Text segment:
--*--

# duotrope set to charge writers



## dale (Dec 3, 2012)

i see at the top of the duotrope search page, that starting january 1st, they're going to alter the site to
a "paid subscribers only" search engine. that pretty much bites the big one. hopefully it won't be too much,
as i'm in the "starving artist" category.


----------



## Foxee (Dec 3, 2012)

Same here. I finally am back on Duotrope for the first time in years and I'll most likely go for a subscription unless they really put it out of my reach.


----------



## shadowwalker (Dec 3, 2012)

My understanding is that it's going to be $5 for a monthly subscription (17 cents/day) or $50 for an annual subscription. So not that expensive.


----------



## dale (Dec 3, 2012)

shadowwalker said:


> My understanding is that it's going to be $5 for a monthly subscription (17 cents/day) or $50 for an annual subscription. So not that expensive.


that's like almost an entire 6 pack of cheap beer a month they're charging. how dare they.


----------



## Wannabee2 (Dec 3, 2012)

That sucks. Last time I was there they were only asking for donations.


----------



## dale (Jan 1, 2013)

waaaaaaaaaaaaaaaaaahhhhhh!!!!!!!! my duotrope is gone. P&E is so much more of a pain to work with.


----------



## Ilasir Maroa (Jan 3, 2013)

It sucks that they're charging.  duotrope was a great free resource for writers.  But if they have to charge a subscription to keep the lights on, then you can't really blame them.


----------



## Wannabee2 (Jan 4, 2013)

No but I can blame them for charging too much. I don't subscribe to ANYTHING that costs $50-60 a year. That means I actually have to make money writing...


----------



## Staff Deployment (Jan 5, 2013)

I saw that they were going to implement this a few weeks before Christmas. So I started stockpiling markets that interested me, bookmarking them and saving web addresses into documents so I wouldn't forget them. I've got around a hundred and fifty. I think I'm pretty set.

--*--

The request: Return the passage of the forum thread on Duotrope's subscription fee that runs from "i see at the" up to and including "of my reach.", copied word for word.

Excerpts of bounding box data

--*--

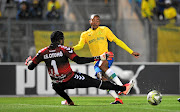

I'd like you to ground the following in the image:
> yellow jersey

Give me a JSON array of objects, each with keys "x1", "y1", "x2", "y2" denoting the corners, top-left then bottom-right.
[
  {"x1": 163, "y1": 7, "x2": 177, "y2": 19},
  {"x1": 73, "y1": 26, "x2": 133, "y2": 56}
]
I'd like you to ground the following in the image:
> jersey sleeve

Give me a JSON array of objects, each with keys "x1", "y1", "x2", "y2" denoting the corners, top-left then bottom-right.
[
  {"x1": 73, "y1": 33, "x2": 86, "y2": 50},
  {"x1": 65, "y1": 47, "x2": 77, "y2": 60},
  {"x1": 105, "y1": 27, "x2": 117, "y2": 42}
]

--*--

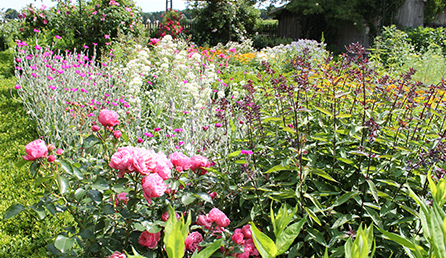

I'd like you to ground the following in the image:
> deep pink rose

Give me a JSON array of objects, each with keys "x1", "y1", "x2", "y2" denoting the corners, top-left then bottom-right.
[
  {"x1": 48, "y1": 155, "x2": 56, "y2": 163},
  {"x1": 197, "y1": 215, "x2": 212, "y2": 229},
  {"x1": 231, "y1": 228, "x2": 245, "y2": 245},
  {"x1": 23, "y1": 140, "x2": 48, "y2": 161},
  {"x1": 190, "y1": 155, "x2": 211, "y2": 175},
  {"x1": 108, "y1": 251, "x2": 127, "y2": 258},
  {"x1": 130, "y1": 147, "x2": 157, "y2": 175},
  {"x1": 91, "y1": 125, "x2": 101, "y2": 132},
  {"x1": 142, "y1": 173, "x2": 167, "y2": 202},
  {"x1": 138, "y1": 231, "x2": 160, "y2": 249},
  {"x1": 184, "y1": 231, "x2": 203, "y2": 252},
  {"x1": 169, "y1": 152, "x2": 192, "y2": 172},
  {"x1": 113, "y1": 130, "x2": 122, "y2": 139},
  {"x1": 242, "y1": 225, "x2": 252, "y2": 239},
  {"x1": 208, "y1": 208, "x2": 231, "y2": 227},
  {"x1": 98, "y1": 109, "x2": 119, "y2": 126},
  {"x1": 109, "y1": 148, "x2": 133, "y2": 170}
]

--*--

Exercise response:
i see at the top of the duotrope search page, that starting january 1st, they're going to alter the site to
a "paid subscribers only" search engine. that pretty much bites the big one. hopefully it won't be too much,
as i'm in the "starving artist" category.


----------



## Foxee (Dec 3, 2012)

Same here. I finally am back on Duotrope for the first time in years and I'll most likely go for a subscription unless they really put it out of my reach.